(Items listed in a dataset)
________________________________________

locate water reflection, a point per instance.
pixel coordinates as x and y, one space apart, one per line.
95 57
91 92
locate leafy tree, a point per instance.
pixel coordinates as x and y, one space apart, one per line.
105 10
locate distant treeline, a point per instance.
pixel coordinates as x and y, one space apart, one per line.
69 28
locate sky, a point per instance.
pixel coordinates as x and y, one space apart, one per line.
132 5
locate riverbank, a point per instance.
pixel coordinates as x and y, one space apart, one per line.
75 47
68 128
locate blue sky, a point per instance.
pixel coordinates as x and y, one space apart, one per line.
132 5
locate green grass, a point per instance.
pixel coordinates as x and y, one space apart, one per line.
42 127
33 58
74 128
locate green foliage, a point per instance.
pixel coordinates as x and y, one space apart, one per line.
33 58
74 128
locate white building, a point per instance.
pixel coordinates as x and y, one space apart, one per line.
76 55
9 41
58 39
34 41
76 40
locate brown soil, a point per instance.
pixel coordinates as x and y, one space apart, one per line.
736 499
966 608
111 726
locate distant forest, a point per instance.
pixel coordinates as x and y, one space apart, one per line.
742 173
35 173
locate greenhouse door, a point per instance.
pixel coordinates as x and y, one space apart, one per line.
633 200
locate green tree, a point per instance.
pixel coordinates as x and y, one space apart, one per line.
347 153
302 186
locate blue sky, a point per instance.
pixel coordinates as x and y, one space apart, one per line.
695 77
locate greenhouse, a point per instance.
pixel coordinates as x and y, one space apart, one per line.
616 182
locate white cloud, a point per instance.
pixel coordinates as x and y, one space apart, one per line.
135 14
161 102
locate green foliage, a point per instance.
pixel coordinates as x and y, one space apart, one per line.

________________________________________

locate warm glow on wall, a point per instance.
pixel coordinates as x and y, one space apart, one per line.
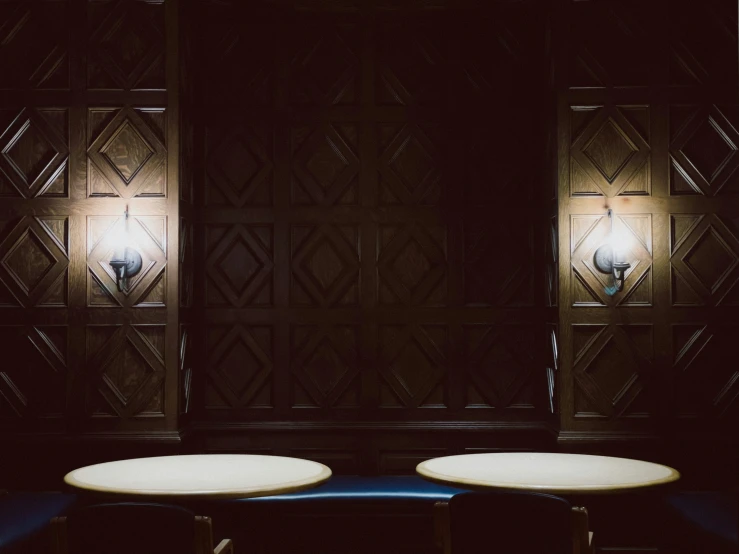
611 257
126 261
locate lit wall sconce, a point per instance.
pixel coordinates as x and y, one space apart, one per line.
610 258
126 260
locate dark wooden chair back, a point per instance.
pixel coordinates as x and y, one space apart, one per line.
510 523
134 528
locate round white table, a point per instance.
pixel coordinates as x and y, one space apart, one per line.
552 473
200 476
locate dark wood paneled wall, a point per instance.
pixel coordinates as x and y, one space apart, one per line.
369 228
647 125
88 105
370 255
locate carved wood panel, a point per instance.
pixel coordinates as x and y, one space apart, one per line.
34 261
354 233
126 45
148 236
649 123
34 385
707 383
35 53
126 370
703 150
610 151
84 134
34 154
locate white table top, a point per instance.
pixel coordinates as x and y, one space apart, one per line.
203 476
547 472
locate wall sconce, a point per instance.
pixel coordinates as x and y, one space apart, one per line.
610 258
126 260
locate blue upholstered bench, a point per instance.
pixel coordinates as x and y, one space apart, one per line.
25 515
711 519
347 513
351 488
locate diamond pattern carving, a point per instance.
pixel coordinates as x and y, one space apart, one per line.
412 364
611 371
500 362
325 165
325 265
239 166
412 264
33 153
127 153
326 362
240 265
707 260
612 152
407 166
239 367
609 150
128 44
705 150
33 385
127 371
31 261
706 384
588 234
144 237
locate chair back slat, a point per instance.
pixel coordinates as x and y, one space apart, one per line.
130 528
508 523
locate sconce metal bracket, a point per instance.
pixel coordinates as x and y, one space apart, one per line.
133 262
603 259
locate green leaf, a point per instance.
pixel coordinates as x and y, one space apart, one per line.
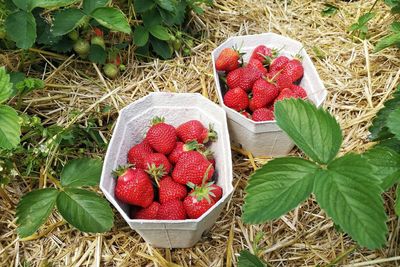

________________________________________

§ TASK OBJECTIVE
Which lines in the records above contain the string "back" with matching case? Copy each of those lines in full.

§ TASK RESPONSE
locate dark wooden chair back, a point per instance.
locate chair back slat, a point per instance.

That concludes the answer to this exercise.